In 2015, 30.3 million people in the United States had diabetes. A lot of Americans know at least one person who has this chronic condition and though it usually affects people who are 45 years or older, any person can be diagnosed with it. You are at risk of developing diabetes if you’re overweight, have high blood pressure or a family history of diabetes.
You usually develop diabetes when there is too much glucose in your blood. When you eat, your blood receives glucose or sugar which is the body’s main source of energy. Then a hormone called insulin moves the glucose from your blood to the body’s cells to be used as energy. Diabetic people’s bodies don’t make enough insulin or don’t use insulin efficiently (insulin resistance). This causes glucose to stay in the blood causing a range of different health problems. Symptoms of diabetes depend on what type of diabetes you have. According to a study done in 2015, 1 in 4 people don’t know they are diabetic.
There are three main types of diabetes:
Type 1 Diabetes
This occurs when your body doesn’t make any insulin at all. This causes your immune system to attack and fight the cells in the pancreas (the organ that produces insulin). Most patients with type 1 diabetes are children and young adults. Treatment involves taking insulin daily.
Type 2 Diabetes
This is the most common type of diabetes and you will develop this condition when your body doesn’t make enough insulin or doesn’t use it well enough.

+++

* _PROBLEM SET_
1) Please reproduce the passage on diabetes word for word, everything from "You usually develop" down to "they are diabetic.".
2) According to the passage on diabetes, which organ produces insulin?
3) Extend the passage on diabetes, picking up right after its final sentence.
The records below this passage come from a separate source.

+++

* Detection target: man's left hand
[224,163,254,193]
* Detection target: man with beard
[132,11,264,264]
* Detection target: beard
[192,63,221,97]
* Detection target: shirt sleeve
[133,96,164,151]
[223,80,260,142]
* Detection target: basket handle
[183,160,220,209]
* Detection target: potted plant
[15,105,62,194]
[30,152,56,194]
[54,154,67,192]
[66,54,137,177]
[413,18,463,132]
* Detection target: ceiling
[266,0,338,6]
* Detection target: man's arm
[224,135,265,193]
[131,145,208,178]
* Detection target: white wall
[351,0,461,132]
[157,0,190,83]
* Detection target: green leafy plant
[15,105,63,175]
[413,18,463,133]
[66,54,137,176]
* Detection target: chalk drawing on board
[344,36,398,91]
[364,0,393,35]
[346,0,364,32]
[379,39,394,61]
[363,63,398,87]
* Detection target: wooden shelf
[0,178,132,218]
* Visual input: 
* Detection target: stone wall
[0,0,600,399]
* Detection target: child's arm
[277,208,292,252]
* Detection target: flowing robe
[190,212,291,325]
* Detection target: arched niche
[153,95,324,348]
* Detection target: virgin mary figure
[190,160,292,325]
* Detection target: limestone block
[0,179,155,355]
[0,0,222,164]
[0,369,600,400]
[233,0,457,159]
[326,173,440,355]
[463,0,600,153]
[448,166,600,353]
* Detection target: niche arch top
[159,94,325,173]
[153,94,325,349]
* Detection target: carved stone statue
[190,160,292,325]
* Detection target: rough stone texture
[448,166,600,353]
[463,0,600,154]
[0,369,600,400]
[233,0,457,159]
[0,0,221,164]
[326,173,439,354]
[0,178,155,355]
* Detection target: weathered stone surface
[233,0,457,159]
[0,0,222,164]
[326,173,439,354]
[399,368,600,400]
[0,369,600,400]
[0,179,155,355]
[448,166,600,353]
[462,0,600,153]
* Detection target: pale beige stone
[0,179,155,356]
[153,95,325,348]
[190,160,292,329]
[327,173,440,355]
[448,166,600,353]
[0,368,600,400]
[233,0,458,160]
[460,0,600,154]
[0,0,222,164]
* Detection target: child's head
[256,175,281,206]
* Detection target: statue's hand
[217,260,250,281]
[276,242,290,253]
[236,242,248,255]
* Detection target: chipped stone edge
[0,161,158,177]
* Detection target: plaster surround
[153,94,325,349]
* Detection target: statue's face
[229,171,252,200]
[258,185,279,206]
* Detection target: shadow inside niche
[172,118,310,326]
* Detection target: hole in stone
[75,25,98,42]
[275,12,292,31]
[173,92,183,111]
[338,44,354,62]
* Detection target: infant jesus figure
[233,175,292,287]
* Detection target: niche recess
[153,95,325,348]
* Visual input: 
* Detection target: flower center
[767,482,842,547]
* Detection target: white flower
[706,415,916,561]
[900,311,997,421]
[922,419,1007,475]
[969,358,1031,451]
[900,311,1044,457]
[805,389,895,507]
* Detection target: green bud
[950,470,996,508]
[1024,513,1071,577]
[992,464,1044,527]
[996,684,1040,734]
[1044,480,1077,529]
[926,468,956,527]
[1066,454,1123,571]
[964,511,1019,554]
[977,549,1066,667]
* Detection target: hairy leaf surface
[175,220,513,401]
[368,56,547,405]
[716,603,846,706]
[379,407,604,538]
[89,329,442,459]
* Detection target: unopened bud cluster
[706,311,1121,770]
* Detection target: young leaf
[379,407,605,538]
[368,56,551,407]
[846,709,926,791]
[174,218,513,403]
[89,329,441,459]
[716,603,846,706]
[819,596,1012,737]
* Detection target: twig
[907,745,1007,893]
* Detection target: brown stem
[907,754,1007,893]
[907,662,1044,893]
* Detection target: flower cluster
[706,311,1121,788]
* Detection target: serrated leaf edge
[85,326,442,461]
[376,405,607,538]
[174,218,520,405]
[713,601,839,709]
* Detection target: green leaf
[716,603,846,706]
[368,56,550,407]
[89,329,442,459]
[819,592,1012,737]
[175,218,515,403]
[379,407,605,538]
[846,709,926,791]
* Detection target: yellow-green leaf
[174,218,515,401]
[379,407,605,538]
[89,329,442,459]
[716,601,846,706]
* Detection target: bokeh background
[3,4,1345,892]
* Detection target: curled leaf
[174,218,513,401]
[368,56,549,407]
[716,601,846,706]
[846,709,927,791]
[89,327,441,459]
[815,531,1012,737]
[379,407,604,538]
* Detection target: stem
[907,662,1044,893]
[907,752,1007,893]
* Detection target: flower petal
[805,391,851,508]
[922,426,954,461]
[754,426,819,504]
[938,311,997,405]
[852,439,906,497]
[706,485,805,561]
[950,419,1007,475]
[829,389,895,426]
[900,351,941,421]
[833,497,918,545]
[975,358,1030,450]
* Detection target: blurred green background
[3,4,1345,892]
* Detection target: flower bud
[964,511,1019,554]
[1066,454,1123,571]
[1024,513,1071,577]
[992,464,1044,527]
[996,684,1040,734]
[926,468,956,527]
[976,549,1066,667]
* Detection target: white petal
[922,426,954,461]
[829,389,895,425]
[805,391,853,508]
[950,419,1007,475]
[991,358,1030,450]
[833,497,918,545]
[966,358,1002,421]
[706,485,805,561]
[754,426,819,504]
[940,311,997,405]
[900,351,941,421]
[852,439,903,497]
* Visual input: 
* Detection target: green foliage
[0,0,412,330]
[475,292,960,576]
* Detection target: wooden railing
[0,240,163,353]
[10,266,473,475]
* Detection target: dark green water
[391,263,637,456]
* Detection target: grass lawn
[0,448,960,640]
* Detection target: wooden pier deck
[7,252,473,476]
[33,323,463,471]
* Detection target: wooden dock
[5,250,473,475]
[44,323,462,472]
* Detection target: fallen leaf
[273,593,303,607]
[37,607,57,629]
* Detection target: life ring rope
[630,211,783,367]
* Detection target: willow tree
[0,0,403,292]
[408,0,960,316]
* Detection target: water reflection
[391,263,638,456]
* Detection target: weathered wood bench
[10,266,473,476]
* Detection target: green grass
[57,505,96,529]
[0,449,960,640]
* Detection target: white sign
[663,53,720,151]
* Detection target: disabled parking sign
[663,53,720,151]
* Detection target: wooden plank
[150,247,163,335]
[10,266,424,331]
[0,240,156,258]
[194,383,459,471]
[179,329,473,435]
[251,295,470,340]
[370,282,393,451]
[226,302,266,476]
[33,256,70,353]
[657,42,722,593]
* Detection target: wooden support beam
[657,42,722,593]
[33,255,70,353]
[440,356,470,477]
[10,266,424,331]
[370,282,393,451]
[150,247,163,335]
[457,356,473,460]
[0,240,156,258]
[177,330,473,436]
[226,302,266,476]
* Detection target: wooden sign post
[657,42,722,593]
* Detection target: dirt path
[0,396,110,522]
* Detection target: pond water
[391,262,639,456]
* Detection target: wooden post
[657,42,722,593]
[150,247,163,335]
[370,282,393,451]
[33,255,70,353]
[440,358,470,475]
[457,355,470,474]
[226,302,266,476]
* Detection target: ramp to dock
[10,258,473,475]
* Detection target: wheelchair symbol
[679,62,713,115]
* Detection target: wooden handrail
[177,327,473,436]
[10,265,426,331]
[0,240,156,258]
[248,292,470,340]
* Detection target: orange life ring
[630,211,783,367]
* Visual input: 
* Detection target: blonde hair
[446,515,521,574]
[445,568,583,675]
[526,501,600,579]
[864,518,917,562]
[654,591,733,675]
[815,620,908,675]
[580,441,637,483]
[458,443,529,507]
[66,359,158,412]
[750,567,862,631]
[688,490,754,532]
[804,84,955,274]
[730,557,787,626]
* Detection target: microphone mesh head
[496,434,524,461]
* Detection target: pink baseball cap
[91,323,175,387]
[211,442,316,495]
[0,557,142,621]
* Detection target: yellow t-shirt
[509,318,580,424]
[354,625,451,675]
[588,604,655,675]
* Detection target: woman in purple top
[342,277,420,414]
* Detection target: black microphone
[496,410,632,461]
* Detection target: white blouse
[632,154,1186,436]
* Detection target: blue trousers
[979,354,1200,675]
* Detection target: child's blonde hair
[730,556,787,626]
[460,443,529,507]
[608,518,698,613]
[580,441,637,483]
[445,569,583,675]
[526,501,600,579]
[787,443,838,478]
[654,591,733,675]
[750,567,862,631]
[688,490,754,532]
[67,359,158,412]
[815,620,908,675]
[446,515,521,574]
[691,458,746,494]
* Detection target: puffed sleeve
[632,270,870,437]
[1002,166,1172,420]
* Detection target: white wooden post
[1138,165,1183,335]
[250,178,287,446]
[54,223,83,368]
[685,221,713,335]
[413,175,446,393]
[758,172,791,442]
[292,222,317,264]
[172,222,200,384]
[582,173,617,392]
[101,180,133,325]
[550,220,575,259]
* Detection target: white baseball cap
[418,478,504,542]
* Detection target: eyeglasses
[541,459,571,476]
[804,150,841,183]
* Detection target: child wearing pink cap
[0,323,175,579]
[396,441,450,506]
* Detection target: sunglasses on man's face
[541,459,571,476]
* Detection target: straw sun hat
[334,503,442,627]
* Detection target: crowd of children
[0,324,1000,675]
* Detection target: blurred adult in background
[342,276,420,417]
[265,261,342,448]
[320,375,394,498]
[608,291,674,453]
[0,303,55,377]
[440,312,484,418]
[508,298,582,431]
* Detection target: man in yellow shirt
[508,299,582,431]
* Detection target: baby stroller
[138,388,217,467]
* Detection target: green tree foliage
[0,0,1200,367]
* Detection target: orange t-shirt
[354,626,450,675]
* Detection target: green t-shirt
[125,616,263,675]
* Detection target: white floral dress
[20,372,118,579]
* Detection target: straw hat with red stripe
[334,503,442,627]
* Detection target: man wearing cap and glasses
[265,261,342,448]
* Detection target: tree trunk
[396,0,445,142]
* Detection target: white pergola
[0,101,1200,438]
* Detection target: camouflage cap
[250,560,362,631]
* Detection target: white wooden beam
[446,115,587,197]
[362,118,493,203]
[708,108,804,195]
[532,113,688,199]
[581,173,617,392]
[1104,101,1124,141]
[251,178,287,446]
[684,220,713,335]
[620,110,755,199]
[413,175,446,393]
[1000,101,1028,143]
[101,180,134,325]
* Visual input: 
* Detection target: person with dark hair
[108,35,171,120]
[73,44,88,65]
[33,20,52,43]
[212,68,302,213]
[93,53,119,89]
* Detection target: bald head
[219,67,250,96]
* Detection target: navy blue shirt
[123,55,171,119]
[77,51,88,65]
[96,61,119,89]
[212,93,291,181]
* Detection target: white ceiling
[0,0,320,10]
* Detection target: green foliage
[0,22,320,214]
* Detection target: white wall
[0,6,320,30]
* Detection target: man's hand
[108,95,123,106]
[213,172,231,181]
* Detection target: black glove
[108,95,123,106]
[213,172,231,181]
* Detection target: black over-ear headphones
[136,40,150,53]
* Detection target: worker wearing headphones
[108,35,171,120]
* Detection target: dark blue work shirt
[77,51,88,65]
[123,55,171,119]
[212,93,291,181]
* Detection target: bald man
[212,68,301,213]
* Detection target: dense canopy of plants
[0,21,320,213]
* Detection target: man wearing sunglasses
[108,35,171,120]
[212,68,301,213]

+++

* _EXERCISE RESULTS_
1)
You usually develop diabetes when there is too much glucose in your blood. When you eat, your blood receives glucose or sugar which is the body’s main source of energy. Then a hormone called insulin moves the glucose from your blood to the body’s cells to be used as energy. Diabetic people’s bodies don’t make enough insulin or don’t use insulin efficiently (insulin resistance). This causes glucose to stay in the blood causing a range of different health problems. Symptoms of diabetes depend on what type of diabetes you have. According to a study done in 2015, 1 in 4 people don’t know they are diabetic.

2) The pancreas.

3)
Gestational diabetes affects pregnant women and usually goes away after they have the baby. Women who have had gestational diabetes are at risk of developing type 2 diabetes when they get older. Gestational diabetes occurs because the changing hormone levels in a woman’s body alters the way the bloodstream processes glucose. Women diagnosed with gestational diabetes have to manage their condition by eating small, regular meals and taking medication.
Prediabetes is not exactly a type of diabetes but is used to name a condition where your blood glucose levels are higher than normal but not high enough to be called diabetes.
Diabetes can lead to other serious health complications such as heart disease, stroke, kidney disease, vision, and dental problems and nerve damage. It is important to catch it early and manage your symptoms by monitoring your diet, checking your blood sugar regularly and getting enough exercise.